● **The data**
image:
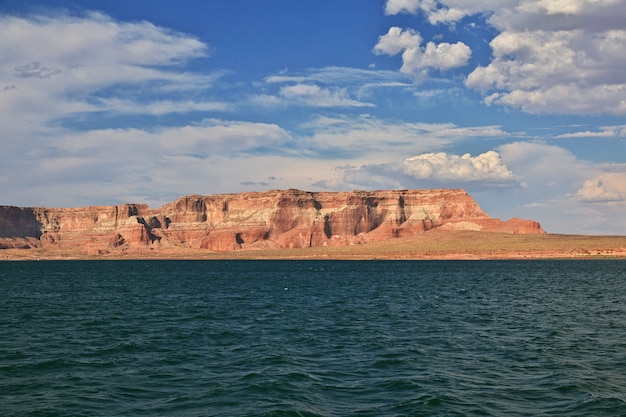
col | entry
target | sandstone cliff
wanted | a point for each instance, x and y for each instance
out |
(276, 218)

● **Activity**
Set the listing down in full and exactly. Pictures within it should not appear in the copy.

● **Your response**
image:
col | entry
target | sandstone cliff
wanted | a point for each instance, x and y for each instance
out |
(276, 218)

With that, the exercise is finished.